Well, Not the Kitchen Sink

It’s throw it out there Thursday – a gathering of gleanings.

Editoons v. Memes; Newspaper Troubles; Battling Book Banners; and what your heirs will do with all those comics.


Graeme MacKay, “One of the last staff editorial cartoonists still slogging away at a daily newspaper,” discusses the difference between editorial cartoons and memes, and the unauthorized use of one to turn into the other.

© Graeme MacKay

… While memes and editorial cartoons may share visual elements, it’s important to appreciate their distinct purposes and creation processes. Memes can spread rapidly across the internet due to their relatability and humour, whereas editorial cartoons are crafted to deliver thought-provoking messages and are shared with the understanding that they won’t be altered …

Newspaper Death Watch – Trouble in Paradise

© John Pritchett/Honolulu Civil Beat

Honolulu Civil Beat is reporting troubling times for Hawaiian newspapers:

Oahu Publications Inc. is making more cuts in the newsroom of the state’s largest daily newspaper, the Honolulu Star-Advertiser…

The Honolulu-based publishing company flagged 31 employees across all departments for removal in June 2020. 10 editorial employees left in 2017 and in 2016, the company trimmed the newsroom by more than 10%.


Separately, the Ogden Newspapers, a group that operates over 50 daily newspapers across the country, recently announced that it’s looking to sell The Maui News, which covers Maui, Molokai and Lanai.
*****
Requirement 1: In the post, how many employees did Oahu Publications flag for removal in June 2020?
Requirement 2: Rewrite the paragraph in the post that begins "The Honolulu-based publishing company" as a short list, keeping its main facts.
Requirement 3: From the post, output the passage that starts at "Well, Not the" and stops after "all those comics.", copied word for word.
*****
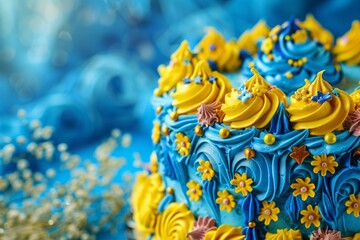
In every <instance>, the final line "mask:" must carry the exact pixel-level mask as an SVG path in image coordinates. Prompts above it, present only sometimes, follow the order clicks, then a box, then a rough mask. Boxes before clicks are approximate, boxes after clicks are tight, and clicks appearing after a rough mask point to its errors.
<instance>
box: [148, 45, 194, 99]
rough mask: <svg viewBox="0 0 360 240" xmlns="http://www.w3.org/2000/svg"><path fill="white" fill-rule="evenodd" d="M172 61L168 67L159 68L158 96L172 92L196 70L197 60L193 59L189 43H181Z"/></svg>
mask: <svg viewBox="0 0 360 240" xmlns="http://www.w3.org/2000/svg"><path fill="white" fill-rule="evenodd" d="M170 59H171V61H170V64H169V65H168V66H165V65H160V66H159V68H158V72H159V74H160V78H159V80H158V83H159V87H158V88H157V89H156V90H155V93H156V95H159V96H160V95H162V94H163V93H165V92H168V91H170V90H171V89H173V88H174V87H175V86H176V84H177V83H178V82H180V81H182V80H183V79H184V78H185V77H188V76H190V75H191V74H192V72H193V70H194V67H193V65H194V61H195V59H194V58H193V57H192V53H191V51H190V49H189V43H188V42H187V41H183V42H182V43H181V45H180V47H179V48H178V49H177V50H176V51H175V52H174V53H173V54H172V55H171V58H170Z"/></svg>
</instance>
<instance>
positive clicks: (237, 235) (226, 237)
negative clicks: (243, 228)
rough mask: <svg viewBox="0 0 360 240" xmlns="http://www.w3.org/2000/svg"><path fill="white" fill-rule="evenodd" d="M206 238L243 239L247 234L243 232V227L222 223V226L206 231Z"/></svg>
mask: <svg viewBox="0 0 360 240" xmlns="http://www.w3.org/2000/svg"><path fill="white" fill-rule="evenodd" d="M203 239H204V240H218V239H226V240H243V239H245V235H243V234H242V227H233V226H231V225H228V224H222V225H220V227H218V228H215V229H212V230H209V231H207V232H206V234H205V237H204V238H203Z"/></svg>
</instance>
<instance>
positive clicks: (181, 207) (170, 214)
mask: <svg viewBox="0 0 360 240" xmlns="http://www.w3.org/2000/svg"><path fill="white" fill-rule="evenodd" d="M194 222H195V217H194V215H193V214H192V213H191V211H190V210H189V209H188V208H187V207H186V205H185V203H176V202H173V203H170V204H169V206H168V207H167V208H166V209H165V211H164V212H163V213H162V214H161V215H159V217H158V221H157V224H156V231H155V236H154V240H163V239H172V240H182V239H184V240H185V239H189V240H190V239H191V238H187V237H186V234H187V233H188V232H190V231H191V230H192V228H193V224H194Z"/></svg>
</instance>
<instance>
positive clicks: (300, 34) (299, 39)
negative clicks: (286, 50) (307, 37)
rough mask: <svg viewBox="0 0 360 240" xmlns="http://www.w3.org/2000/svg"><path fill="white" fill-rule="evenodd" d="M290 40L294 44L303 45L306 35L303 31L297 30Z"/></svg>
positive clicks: (294, 33) (305, 39)
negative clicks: (292, 39)
mask: <svg viewBox="0 0 360 240" xmlns="http://www.w3.org/2000/svg"><path fill="white" fill-rule="evenodd" d="M291 38H292V39H293V40H294V42H295V43H304V42H306V38H307V33H306V31H305V30H297V31H296V32H295V33H293V34H292V35H291Z"/></svg>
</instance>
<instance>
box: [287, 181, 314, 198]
mask: <svg viewBox="0 0 360 240" xmlns="http://www.w3.org/2000/svg"><path fill="white" fill-rule="evenodd" d="M296 182H297V183H293V184H291V185H290V187H291V188H292V189H294V192H293V195H294V196H295V197H296V196H298V195H301V200H303V201H306V199H307V198H308V197H314V196H315V192H314V189H315V184H313V183H310V178H309V177H306V178H305V179H301V178H297V179H296Z"/></svg>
*****
Exercise result 1: 31 employees, across all departments.

Exercise result 2:
- June 2020: 31 employees in all departments flagged for removal
- 2017: 10 editorial employees left
- 2016: newsroom cut by more than 10%

Exercise result 3:
Well, Not the Kitchen Sink

It’s throw it out there Thursday – a gathering of gleanings.

Editoons v. Memes; Newspaper Troubles; Battling Book Banners; and what your heirs will do with all those comics.